* [Problem requirements]
Reproduce the data below word for word, omitting the pictures.

[Extracted data entries]
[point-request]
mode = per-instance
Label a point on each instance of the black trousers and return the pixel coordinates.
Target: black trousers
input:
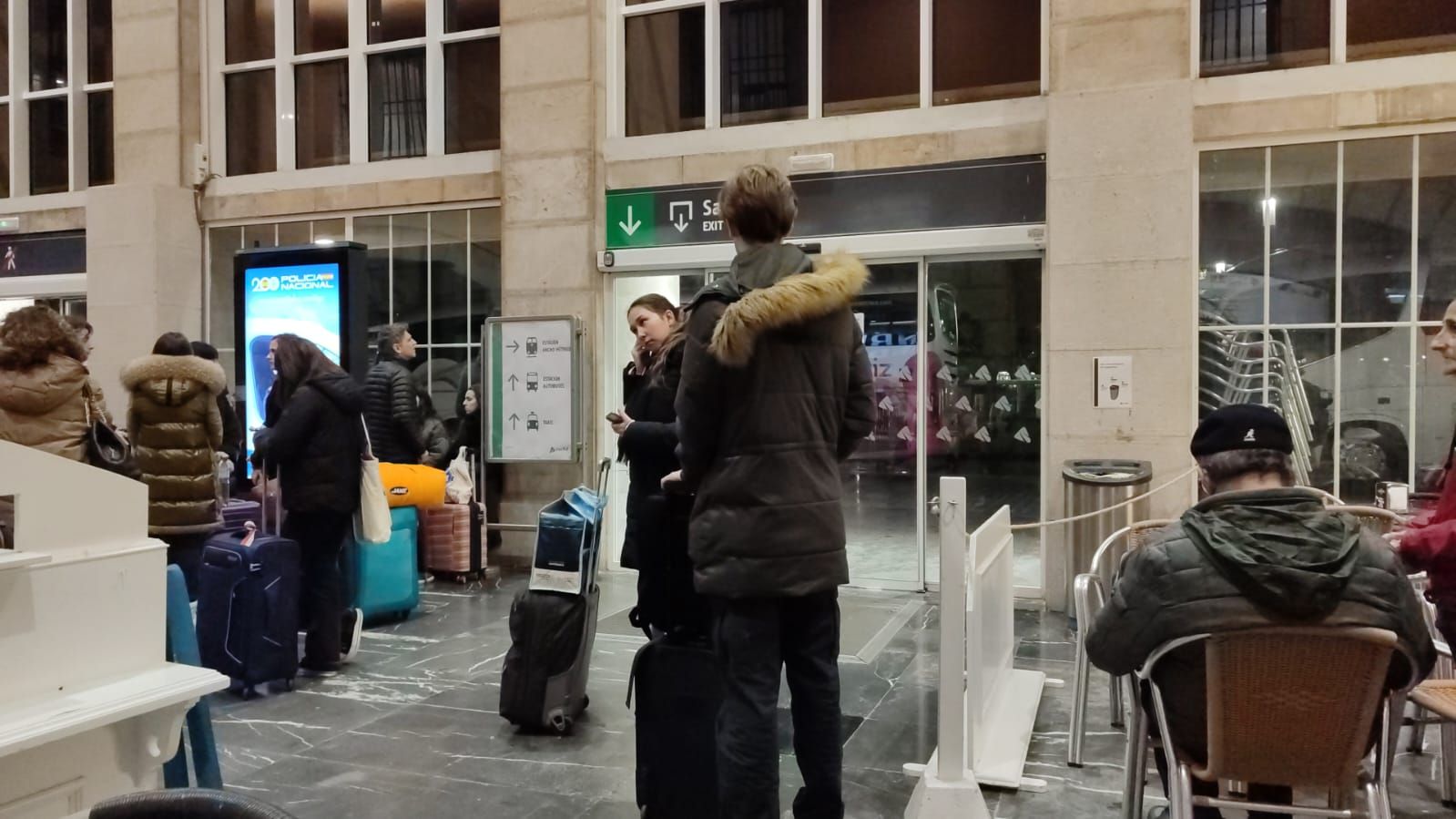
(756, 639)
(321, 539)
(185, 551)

* [Reply]
[point-request]
mode = per-instance
Label a point on each instance of the black trousers and return the pixel coordinates.
Target: black trousers
input:
(756, 639)
(321, 539)
(185, 551)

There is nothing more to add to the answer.